▶ **Data records**:
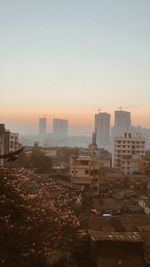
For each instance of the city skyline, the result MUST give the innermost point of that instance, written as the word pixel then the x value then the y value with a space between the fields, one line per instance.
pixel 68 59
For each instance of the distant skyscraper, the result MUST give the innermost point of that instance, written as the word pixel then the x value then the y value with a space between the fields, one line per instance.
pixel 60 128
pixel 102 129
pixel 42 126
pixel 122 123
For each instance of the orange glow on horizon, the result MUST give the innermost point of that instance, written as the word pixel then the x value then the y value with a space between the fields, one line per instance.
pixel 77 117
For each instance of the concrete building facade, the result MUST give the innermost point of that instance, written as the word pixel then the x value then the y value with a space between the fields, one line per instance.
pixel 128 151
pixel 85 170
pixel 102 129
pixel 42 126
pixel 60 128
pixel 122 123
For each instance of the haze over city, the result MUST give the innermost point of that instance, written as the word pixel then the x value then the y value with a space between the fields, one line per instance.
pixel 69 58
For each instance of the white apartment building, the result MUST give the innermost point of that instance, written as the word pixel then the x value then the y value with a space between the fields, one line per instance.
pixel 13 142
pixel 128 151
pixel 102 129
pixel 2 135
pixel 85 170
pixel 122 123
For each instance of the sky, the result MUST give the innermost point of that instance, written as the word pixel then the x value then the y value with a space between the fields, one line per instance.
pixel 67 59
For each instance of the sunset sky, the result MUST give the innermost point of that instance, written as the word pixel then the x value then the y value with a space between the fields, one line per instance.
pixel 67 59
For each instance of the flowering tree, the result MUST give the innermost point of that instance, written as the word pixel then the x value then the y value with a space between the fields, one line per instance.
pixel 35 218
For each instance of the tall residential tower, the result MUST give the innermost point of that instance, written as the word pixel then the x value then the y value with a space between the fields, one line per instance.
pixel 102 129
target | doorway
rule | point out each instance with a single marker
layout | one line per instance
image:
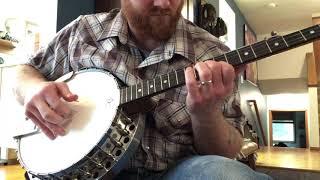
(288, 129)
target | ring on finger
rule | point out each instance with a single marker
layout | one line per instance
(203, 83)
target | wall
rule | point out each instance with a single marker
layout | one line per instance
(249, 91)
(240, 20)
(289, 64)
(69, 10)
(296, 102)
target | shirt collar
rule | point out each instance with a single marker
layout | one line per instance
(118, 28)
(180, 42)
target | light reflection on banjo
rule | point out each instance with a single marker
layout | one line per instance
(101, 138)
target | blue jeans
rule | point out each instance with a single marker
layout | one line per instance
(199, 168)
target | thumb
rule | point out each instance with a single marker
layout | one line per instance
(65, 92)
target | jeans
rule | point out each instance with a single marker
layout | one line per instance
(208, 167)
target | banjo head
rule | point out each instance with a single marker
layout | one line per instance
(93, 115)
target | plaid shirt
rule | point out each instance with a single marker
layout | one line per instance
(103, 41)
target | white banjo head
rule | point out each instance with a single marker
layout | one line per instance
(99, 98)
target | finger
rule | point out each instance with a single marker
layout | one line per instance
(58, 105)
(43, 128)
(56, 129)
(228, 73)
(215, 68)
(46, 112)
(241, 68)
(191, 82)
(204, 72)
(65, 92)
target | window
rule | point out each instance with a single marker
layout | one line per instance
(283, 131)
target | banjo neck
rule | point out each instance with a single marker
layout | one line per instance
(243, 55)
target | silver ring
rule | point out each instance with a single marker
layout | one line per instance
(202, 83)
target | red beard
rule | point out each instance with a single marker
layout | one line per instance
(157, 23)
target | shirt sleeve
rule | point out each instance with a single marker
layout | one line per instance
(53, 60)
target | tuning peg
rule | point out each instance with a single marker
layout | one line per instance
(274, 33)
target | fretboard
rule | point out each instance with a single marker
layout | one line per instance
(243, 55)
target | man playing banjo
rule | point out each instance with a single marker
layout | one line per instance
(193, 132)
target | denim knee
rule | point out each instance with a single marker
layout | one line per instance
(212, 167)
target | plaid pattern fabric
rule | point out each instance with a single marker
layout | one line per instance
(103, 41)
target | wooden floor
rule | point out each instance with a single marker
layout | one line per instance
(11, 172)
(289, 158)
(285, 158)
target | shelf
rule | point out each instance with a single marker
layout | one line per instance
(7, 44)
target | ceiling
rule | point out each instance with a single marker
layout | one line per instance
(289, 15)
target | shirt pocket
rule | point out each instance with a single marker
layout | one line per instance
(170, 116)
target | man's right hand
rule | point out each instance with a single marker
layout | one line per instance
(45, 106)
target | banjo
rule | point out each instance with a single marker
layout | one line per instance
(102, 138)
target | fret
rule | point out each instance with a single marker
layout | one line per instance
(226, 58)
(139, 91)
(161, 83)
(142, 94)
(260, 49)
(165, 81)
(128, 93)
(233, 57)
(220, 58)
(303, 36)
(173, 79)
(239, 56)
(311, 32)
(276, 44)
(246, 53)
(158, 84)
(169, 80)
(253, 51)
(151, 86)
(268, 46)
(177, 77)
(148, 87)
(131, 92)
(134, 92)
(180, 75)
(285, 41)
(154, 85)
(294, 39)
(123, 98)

▶ **Exercise details**: Show every line of the data in which the word "head" appears.

▶ **Response to this exercise**:
target | banjo head
target | white banjo head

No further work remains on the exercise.